** Start Provided records **
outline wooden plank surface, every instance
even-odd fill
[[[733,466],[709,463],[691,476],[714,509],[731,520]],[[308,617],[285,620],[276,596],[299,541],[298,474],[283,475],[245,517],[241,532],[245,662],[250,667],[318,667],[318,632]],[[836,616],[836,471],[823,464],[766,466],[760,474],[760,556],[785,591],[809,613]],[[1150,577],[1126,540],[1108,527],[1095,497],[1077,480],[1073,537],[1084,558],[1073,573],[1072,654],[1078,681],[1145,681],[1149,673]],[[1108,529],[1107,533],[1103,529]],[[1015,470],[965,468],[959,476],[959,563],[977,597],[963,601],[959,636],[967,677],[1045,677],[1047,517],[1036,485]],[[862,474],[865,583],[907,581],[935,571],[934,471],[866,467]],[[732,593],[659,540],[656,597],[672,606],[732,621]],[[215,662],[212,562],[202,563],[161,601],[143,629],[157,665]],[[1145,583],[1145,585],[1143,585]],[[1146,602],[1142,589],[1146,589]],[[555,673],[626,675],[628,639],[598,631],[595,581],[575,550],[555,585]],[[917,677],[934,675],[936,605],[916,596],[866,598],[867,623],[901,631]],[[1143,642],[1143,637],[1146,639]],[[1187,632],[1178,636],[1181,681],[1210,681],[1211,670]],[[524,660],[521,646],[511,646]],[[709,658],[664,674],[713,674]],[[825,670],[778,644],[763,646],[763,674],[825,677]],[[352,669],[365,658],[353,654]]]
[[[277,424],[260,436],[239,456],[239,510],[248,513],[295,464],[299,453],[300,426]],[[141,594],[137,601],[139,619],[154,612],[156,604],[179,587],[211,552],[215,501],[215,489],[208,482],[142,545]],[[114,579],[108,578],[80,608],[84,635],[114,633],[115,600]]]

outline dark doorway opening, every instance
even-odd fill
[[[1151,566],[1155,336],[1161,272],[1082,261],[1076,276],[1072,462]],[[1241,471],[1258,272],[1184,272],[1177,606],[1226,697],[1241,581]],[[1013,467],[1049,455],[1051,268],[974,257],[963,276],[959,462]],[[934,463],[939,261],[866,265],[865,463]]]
** End Provided records **
Could you render the listing as a Markdown table, starting with the line containing "outline dark doorway opening, every instance" and going on through the end of the listing, with a "Row" column numbering each line and a "Text" column holding the line itself, skipping any blank lines?

Result of the exercise >>
| Row | Text |
|---|---|
| 1 | outline dark doorway opening, every instance |
| 2 | even-odd fill |
| 3 | [[[1151,566],[1155,336],[1161,272],[1082,261],[1076,276],[1072,462]],[[1241,471],[1258,272],[1184,272],[1177,606],[1226,697],[1241,581]],[[1013,467],[1049,455],[1051,268],[974,257],[963,276],[959,462]],[[934,463],[939,261],[866,265],[865,463]]] |